**Data entries**
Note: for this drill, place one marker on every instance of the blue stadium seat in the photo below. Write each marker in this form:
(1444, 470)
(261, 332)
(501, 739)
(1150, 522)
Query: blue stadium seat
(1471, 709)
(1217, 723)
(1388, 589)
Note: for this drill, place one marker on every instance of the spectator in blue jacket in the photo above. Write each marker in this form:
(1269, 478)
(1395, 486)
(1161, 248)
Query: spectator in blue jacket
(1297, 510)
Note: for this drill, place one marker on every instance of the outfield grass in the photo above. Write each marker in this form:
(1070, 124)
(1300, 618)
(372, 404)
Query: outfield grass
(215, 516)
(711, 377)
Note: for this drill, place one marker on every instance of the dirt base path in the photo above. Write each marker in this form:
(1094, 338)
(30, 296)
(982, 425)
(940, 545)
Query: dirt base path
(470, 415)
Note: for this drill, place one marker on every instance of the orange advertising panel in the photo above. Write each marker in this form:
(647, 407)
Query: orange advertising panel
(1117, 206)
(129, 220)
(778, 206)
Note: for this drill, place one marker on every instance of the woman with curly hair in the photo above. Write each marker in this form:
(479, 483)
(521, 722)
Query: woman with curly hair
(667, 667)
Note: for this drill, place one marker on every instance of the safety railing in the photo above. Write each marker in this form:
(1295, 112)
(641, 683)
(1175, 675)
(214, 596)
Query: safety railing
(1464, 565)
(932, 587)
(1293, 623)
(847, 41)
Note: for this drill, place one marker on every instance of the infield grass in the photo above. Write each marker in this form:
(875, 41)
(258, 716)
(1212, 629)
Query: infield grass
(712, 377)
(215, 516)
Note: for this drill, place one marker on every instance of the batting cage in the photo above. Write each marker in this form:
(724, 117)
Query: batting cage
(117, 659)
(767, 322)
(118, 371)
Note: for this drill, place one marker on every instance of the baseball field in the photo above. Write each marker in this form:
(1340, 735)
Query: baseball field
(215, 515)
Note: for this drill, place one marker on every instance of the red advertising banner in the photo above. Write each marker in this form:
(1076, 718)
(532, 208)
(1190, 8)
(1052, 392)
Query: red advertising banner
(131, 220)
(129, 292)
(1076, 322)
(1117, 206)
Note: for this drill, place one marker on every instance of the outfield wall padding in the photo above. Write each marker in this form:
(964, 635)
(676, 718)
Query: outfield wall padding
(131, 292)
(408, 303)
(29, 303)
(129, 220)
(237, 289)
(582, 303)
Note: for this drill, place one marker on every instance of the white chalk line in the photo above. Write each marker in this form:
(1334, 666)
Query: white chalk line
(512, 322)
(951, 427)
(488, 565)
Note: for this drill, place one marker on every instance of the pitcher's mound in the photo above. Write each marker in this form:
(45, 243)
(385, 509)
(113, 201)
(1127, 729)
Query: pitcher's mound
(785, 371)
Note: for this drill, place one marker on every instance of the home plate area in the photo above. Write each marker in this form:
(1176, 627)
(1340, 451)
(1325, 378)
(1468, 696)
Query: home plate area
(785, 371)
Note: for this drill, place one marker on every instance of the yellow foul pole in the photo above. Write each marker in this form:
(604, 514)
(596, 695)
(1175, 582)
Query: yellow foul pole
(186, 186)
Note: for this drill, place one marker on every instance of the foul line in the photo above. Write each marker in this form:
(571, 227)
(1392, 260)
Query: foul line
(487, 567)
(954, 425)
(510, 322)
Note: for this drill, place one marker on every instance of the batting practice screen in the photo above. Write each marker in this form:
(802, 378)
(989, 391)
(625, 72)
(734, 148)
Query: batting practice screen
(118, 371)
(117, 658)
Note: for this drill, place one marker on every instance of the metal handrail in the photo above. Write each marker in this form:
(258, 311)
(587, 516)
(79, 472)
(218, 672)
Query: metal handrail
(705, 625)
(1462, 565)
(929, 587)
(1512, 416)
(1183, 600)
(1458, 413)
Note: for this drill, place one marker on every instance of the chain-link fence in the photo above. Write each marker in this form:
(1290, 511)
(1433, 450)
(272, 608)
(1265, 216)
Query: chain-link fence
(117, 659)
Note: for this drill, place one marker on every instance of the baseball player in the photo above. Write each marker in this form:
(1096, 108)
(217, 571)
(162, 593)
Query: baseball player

**Given problem**
Reproduce all of the material above line for line, leaving every word, number, and coordinate unchanged.

**Exercise output**
Note: for this drill, place one marker on every instance of the blue stadium seat in the photo below. Write each marker in this form:
(1444, 470)
(261, 332)
(501, 739)
(1150, 522)
Query: blue stadium seat
(1471, 709)
(1217, 723)
(1388, 589)
Note: for this drill, place one marker on every instance of the spectator in blue jacket in the photo above. Write each marker in this form:
(1269, 478)
(1395, 486)
(1161, 248)
Query: spectator in blue jacket
(1297, 510)
Note: for this drill, place one marker on every instance of the outfield grass in the photo above. Write each marker in this form:
(1070, 124)
(1300, 618)
(372, 404)
Query: outfield grass
(215, 516)
(711, 377)
Note: for this drill, place one marker on every instance of the dirt base path in the photo above. Write each marker in this form:
(1094, 338)
(30, 296)
(982, 425)
(940, 545)
Query: dirt base path
(470, 415)
Note: for this drill, place one marker on every instance of the orange advertising panel in the photo above. Write each marker in this form:
(647, 407)
Query: orange advertising panel
(1117, 206)
(129, 220)
(778, 206)
Note: for this drill, place one marker on every instance of the woman with curly hair in the photo above. Write each marker in this form:
(479, 483)
(521, 722)
Query: woman with curly hair
(667, 667)
Note: for this drill, place one marker on every instance of the safety railing in the photo above. Write each marker in this form:
(1295, 112)
(641, 683)
(1175, 675)
(214, 596)
Query: safety railing
(1464, 565)
(932, 587)
(1293, 623)
(847, 41)
Note: for this drill, place one marker on every instance of the infield grass in the photo above. Write each marker in this form:
(875, 41)
(258, 716)
(1212, 629)
Query: infield grass
(712, 377)
(215, 516)
Note: for this drill, place one marker on every instance of the batting cage in the photo above. Write each marker in this form:
(724, 117)
Query: batting cage
(117, 659)
(767, 322)
(118, 371)
Note: for this drill, place one marker on every instance of the baseball field in the photo above. Write each marker in this form:
(1340, 735)
Query: baseball field
(215, 515)
Note: for this drill, place one marker on every instance of the red advertising banner in the photo above. Write each marker in this form:
(1076, 718)
(532, 208)
(1190, 8)
(1052, 392)
Query: red advertising banner
(131, 220)
(129, 292)
(1076, 322)
(1117, 206)
Note: for this drill, place one marker on every instance of the outfield wall padding in the photo above. Write each marker in this form:
(964, 635)
(676, 718)
Query: outfield wall padding
(131, 292)
(408, 303)
(29, 303)
(129, 220)
(237, 289)
(582, 303)
Note: for this drill, place one marker on every instance of the white chalk line in the photo above. Write each marker in this form:
(1334, 666)
Query: white chalk line
(512, 322)
(951, 427)
(488, 565)
Note: for this drill, place one marker on every instance of the pitcher's mound in the photo above. Write each marker in this form:
(45, 243)
(385, 509)
(113, 201)
(1127, 729)
Query: pitcher's mound
(785, 371)
Note: for this drill, place one marker on every instance of the home plate area in the photo above. Write each marker in this form:
(1176, 627)
(1340, 451)
(1325, 378)
(1468, 696)
Query: home plate area
(785, 371)
Note: for this drill, place one marker on every instance of the yellow foul pole in the photo above. Write each marker in this form:
(604, 514)
(596, 695)
(1175, 582)
Query: yellow foul pole
(186, 186)
Note: for this drill, place one marker on every instance of the foul line in the photo above. Write each marker in this form:
(571, 227)
(1392, 260)
Query: foul line
(487, 567)
(954, 425)
(510, 322)
Note: for this drill, place one marker on every instance of the batting practice screen in the photo above. Write each marker in this form:
(802, 378)
(989, 391)
(625, 72)
(734, 148)
Query: batting practice screen
(118, 371)
(117, 658)
Note: for this drill, place one marker on every instance of the metal handrail in the photo above. Write each marker in this form:
(258, 311)
(587, 516)
(79, 472)
(218, 672)
Query: metal handrail
(705, 625)
(1462, 565)
(929, 587)
(1512, 416)
(1183, 600)
(1458, 413)
Note: for this drill, place one marker on every instance of the chain-link fence in the photo above. Write each marker in this form:
(1290, 511)
(1433, 450)
(272, 608)
(1265, 216)
Query: chain-link fence
(117, 659)
Note: for this drill, place one marker on every instance of the baseball player in the photo above. Write each marker in this form:
(1096, 108)
(217, 571)
(162, 593)
Query: baseball player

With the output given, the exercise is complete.